# [Referring expression data]
__________________________________________________

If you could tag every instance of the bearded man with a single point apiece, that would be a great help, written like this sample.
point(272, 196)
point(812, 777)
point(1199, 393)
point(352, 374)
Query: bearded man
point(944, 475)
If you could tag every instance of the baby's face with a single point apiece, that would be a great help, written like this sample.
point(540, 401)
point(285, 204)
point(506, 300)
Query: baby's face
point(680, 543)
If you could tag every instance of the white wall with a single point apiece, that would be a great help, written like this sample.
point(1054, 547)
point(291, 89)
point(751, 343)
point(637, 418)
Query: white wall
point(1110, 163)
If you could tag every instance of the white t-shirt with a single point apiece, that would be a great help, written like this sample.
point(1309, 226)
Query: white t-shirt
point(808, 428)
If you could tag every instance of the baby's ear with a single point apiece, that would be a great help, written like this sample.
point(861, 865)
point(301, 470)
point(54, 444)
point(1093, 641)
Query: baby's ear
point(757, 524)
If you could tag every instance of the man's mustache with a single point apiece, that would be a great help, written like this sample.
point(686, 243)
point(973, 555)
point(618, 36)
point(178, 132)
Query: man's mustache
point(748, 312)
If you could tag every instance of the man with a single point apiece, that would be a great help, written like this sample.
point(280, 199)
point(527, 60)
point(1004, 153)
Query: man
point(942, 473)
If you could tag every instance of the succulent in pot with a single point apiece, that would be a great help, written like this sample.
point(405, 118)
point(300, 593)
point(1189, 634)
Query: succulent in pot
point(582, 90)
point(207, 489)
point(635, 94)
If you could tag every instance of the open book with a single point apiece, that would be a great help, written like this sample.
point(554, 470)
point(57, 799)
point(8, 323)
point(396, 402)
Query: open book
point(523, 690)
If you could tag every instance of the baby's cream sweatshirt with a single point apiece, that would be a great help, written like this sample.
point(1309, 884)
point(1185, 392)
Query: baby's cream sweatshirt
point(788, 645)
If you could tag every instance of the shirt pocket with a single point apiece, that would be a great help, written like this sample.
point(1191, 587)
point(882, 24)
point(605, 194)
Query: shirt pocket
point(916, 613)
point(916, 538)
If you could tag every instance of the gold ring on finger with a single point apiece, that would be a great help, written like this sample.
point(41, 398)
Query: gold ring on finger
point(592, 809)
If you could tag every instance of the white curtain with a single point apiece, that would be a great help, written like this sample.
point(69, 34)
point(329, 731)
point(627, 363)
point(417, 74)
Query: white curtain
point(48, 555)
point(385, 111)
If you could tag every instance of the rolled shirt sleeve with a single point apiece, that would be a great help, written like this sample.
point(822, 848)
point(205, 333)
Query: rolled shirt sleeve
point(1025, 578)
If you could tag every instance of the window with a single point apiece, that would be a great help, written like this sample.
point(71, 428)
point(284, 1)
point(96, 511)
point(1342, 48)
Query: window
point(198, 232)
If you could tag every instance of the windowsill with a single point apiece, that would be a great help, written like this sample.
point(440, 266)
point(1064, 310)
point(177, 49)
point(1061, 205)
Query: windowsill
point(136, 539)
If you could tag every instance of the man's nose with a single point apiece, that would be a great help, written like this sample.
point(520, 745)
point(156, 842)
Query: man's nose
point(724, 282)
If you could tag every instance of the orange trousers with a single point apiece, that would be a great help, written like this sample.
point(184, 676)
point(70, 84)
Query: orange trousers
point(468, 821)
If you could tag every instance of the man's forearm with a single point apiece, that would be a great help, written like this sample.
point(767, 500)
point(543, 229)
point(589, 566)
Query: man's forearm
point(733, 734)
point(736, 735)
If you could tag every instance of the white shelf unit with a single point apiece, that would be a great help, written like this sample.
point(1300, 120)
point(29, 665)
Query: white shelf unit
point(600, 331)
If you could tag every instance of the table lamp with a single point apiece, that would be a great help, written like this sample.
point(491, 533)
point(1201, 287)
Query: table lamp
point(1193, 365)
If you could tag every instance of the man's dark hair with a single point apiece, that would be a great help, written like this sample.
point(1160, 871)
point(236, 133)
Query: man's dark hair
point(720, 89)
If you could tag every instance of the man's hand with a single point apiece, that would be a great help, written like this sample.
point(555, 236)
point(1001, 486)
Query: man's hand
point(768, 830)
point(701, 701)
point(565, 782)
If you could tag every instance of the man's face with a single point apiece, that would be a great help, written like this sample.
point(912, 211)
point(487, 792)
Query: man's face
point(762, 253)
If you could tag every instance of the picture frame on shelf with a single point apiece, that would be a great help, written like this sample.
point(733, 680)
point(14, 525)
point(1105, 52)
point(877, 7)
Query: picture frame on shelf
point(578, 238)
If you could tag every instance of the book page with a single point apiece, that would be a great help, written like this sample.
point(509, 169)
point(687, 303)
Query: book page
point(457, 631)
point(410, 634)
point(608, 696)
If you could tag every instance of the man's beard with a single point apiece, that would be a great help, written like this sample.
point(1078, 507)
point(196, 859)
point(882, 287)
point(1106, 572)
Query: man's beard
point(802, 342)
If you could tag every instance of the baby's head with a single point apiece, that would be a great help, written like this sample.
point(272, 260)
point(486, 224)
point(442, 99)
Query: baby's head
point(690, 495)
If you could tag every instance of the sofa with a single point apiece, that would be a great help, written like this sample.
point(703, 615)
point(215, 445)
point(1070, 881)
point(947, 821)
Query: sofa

__________________________________________________

# [PROBLEM TO WORK ON]
Give only the lines from the one holding "point(329, 731)" through the one holding "point(1160, 871)", each restated exactly as it appears above.

# [RESULT OF THIS EXERCISE]
point(329, 731)
point(627, 363)
point(417, 74)
Query: white curtain
point(48, 555)
point(385, 111)
If you could tag every instance of the rolled shirt sleeve with a single point apiece, that would be a great help, written like this sample.
point(822, 848)
point(205, 333)
Query: rolled shirt sleeve
point(1025, 578)
If you could tag every instance of the window with a single point apiece, that would be a great help, written like this sample.
point(71, 428)
point(284, 1)
point(96, 511)
point(1342, 48)
Query: window
point(198, 232)
If you could tag every instance of the windowsill with a single point apiece, that would be a great help, written like this sample.
point(440, 266)
point(1064, 310)
point(177, 49)
point(1061, 205)
Query: windowsill
point(136, 539)
If you could tag every instance of the man's nose with a single point apiece, that would be a great help, written like this sample.
point(520, 745)
point(156, 842)
Query: man's nose
point(724, 282)
If you could tag every instance of the orange trousers with a single point apiece, that would be a great help, written like this sample.
point(184, 676)
point(70, 84)
Query: orange trousers
point(468, 821)
If you could tag every instance of the man's forearm with a single point apiece, that would be a great help, written like this sample.
point(767, 500)
point(543, 229)
point(589, 566)
Query: man's forearm
point(733, 734)
point(736, 735)
If you could tag every instance of the white shelf unit with a single point apiece, that would be a great help, written like this sample.
point(1300, 120)
point(29, 665)
Query: white shelf unit
point(600, 331)
If you could tag every instance of the table lamp with a single point apiece, that would be a great help, written like this sample.
point(491, 533)
point(1201, 287)
Query: table lamp
point(1193, 365)
If you could tag every instance of the man's dark hair with a single point apiece, that would be a great help, written like this sample.
point(1160, 871)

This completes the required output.